== Segment start ==
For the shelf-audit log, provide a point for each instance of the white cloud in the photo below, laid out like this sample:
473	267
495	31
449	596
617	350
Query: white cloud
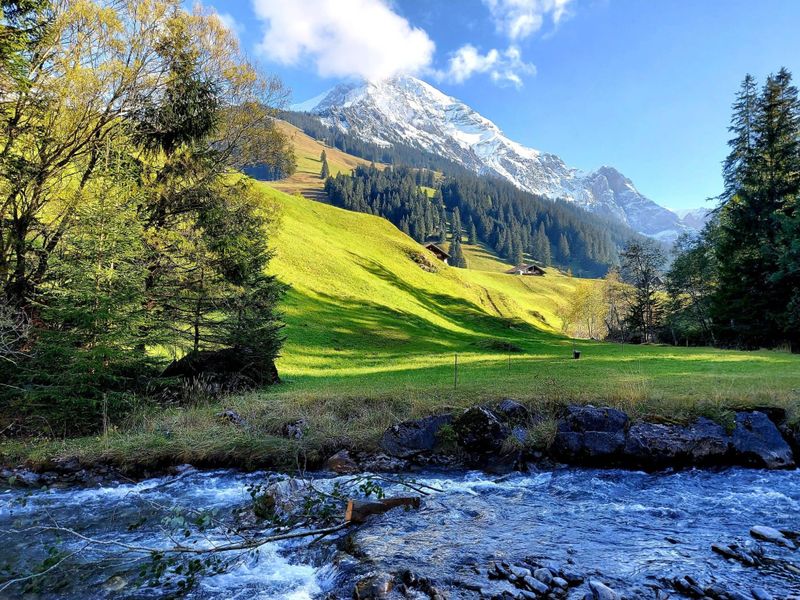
518	19
343	38
227	20
503	67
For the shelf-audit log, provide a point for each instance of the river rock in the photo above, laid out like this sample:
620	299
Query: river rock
600	591
760	593
768	534
342	463
374	587
381	463
408	438
512	412
294	430
756	442
520	572
590	434
232	417
543	575
535	585
21	477
652	445
479	430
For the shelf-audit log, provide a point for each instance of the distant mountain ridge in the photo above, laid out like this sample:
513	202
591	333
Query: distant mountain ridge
409	111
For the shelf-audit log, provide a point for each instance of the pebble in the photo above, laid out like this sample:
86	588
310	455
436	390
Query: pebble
520	572
769	534
601	591
560	582
536	585
761	594
543	575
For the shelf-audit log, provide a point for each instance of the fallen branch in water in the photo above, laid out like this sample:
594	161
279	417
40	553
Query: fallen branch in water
7	584
179	549
359	510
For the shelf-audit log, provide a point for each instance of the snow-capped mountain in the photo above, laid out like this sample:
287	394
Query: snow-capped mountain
695	218
409	111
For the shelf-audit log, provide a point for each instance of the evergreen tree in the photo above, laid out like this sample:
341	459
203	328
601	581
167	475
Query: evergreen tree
473	233
754	239
325	172
563	249
642	262
541	246
457	258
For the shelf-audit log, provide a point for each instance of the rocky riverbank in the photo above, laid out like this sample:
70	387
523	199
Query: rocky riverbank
493	438
496	438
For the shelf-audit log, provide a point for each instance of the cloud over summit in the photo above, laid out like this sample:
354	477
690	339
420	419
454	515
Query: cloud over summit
345	38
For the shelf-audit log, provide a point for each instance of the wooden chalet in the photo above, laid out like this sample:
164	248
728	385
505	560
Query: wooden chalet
438	252
526	270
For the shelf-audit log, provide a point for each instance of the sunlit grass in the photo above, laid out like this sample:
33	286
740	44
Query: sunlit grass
371	338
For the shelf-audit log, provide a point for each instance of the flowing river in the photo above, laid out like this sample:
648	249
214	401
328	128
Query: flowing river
627	529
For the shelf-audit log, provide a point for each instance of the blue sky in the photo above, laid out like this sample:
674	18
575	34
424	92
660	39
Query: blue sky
643	85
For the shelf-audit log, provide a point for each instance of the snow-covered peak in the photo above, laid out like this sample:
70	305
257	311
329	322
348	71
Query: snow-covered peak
407	110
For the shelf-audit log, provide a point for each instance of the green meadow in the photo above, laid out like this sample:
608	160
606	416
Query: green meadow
372	338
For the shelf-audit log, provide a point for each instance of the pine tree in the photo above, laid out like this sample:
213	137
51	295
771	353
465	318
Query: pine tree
325	172
563	249
541	246
642	262
473	233
755	299
457	258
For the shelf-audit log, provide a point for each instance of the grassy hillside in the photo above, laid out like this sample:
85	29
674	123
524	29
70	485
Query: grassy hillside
306	180
371	338
364	319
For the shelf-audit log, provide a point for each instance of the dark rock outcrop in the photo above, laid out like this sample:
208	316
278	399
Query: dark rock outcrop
342	463
234	368
512	412
757	442
408	438
480	431
589	435
655	446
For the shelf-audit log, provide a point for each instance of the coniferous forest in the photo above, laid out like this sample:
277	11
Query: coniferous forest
516	224
738	284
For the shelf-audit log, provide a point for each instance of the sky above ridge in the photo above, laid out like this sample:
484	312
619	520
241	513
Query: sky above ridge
641	85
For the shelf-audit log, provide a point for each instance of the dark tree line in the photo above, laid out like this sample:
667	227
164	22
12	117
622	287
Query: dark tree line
123	235
392	194
517	224
396	154
738	284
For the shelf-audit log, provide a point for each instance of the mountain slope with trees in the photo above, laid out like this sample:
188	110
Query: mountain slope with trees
739	283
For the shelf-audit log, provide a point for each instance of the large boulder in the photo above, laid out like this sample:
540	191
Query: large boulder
757	442
655	446
480	431
408	438
588	434
513	413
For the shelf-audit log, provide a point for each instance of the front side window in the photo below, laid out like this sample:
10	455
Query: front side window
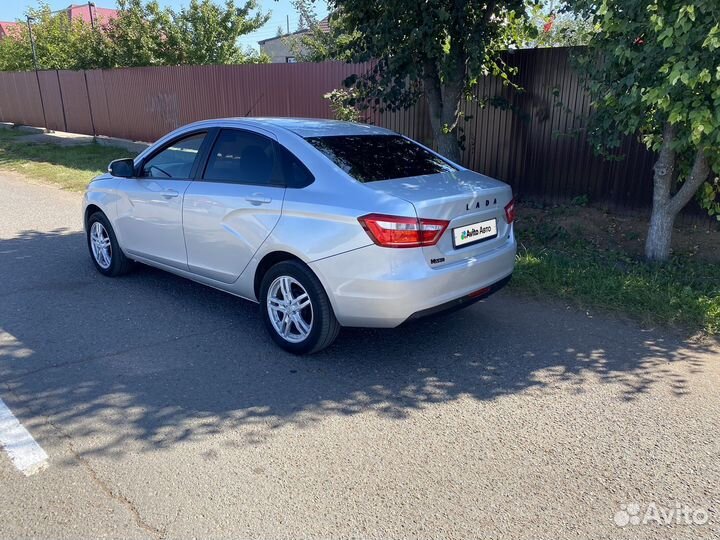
371	158
176	160
242	157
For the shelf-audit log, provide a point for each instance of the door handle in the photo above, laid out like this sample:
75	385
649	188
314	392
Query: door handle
257	199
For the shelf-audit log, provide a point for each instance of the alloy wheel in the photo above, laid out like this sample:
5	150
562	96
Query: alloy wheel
101	245
290	309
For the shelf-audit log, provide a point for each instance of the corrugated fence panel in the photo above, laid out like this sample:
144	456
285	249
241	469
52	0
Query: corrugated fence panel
20	99
52	98
75	100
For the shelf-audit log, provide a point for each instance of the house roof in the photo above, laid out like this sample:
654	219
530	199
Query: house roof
322	25
82	11
7	27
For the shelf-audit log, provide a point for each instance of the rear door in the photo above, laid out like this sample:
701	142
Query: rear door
231	210
150	205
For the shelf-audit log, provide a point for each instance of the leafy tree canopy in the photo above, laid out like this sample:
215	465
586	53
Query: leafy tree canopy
653	68
437	48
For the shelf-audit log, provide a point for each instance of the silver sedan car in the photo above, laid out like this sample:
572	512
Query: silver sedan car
323	223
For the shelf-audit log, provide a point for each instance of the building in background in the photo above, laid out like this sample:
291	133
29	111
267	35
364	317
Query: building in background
89	13
7	28
284	49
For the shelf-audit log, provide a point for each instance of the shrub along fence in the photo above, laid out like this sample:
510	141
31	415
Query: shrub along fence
533	138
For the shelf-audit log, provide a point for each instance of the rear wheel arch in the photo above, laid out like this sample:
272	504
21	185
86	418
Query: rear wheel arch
91	209
267	262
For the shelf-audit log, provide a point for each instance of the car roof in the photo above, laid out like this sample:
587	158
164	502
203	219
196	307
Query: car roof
306	127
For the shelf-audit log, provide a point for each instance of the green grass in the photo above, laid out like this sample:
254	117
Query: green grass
70	167
555	262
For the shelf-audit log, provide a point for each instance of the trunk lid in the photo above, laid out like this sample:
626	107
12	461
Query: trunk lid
464	198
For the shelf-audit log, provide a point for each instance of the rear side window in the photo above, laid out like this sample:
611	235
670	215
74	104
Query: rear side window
242	157
296	175
370	158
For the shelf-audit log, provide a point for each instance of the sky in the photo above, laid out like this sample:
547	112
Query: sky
281	9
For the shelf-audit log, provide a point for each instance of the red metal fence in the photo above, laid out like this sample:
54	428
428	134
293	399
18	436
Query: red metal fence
536	142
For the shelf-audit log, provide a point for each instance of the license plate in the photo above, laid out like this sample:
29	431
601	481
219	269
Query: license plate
477	232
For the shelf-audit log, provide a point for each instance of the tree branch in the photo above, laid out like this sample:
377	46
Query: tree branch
698	175
664	167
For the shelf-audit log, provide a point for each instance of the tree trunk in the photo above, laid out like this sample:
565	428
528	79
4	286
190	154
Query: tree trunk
666	208
659	238
443	102
448	145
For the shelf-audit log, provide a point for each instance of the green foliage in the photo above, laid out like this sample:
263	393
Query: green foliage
143	34
562	264
59	43
563	29
339	100
438	49
70	167
203	33
654	62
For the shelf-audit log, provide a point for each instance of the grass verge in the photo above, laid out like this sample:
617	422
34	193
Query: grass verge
70	167
563	263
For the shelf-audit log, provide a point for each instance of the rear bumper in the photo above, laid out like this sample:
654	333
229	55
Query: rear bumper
463	301
380	287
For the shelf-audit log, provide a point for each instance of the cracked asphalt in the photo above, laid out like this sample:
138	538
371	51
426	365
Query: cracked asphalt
167	412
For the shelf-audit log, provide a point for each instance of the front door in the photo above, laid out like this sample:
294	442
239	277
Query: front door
150	206
229	213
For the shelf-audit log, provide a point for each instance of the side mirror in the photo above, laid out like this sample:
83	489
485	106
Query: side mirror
122	168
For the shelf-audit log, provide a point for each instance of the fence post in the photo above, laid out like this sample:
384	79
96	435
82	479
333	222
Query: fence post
62	101
87	92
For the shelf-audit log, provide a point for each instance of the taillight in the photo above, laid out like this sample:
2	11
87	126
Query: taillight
398	231
510	211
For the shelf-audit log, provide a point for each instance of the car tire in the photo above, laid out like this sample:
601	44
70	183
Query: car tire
294	279
113	261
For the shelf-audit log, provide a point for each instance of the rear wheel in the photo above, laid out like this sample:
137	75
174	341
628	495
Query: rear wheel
296	309
104	249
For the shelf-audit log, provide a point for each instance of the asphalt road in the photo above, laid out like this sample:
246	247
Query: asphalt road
166	412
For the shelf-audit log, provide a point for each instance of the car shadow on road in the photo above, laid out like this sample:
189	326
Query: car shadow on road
150	360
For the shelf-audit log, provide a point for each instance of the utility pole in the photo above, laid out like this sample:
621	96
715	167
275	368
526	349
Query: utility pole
37	74
92	20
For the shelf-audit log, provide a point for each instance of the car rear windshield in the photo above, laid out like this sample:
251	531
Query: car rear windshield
370	158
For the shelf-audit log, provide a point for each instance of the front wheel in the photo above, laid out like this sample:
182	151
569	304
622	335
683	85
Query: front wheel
104	249
296	309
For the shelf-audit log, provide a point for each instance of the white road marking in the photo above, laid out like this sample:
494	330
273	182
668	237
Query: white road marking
26	454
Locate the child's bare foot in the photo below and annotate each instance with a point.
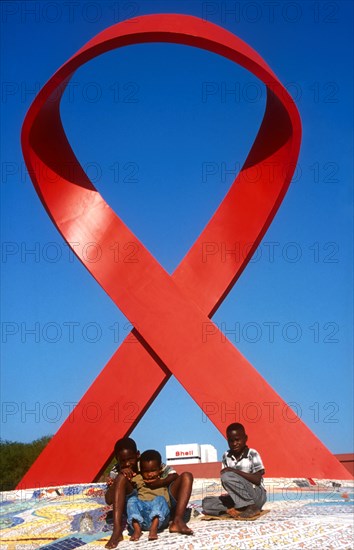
(153, 529)
(114, 540)
(179, 526)
(137, 531)
(250, 512)
(233, 512)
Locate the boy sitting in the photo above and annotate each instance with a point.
(122, 486)
(241, 476)
(148, 508)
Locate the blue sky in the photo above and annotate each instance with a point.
(161, 130)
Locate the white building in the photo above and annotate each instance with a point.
(190, 453)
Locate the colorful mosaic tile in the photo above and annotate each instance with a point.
(317, 518)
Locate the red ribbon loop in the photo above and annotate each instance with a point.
(169, 311)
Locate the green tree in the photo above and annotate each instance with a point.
(16, 458)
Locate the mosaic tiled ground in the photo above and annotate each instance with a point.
(312, 518)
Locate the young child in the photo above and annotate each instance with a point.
(121, 487)
(148, 508)
(241, 476)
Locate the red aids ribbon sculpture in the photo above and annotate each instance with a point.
(170, 312)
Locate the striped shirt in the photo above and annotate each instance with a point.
(249, 462)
== Segment end ==
▶ [PROBLEM DESCRIPTION]:
Return only this span, exactly: the line that contains "Locate the red aids" and all lines after it to the end of the records.

▶ [ANSWER BOX]:
Locate the red aids ribbon sculpture in the photo above and annotate each instance with a point.
(170, 312)
Locate the striped shirt in the photo above and annotate each instance with a point.
(249, 462)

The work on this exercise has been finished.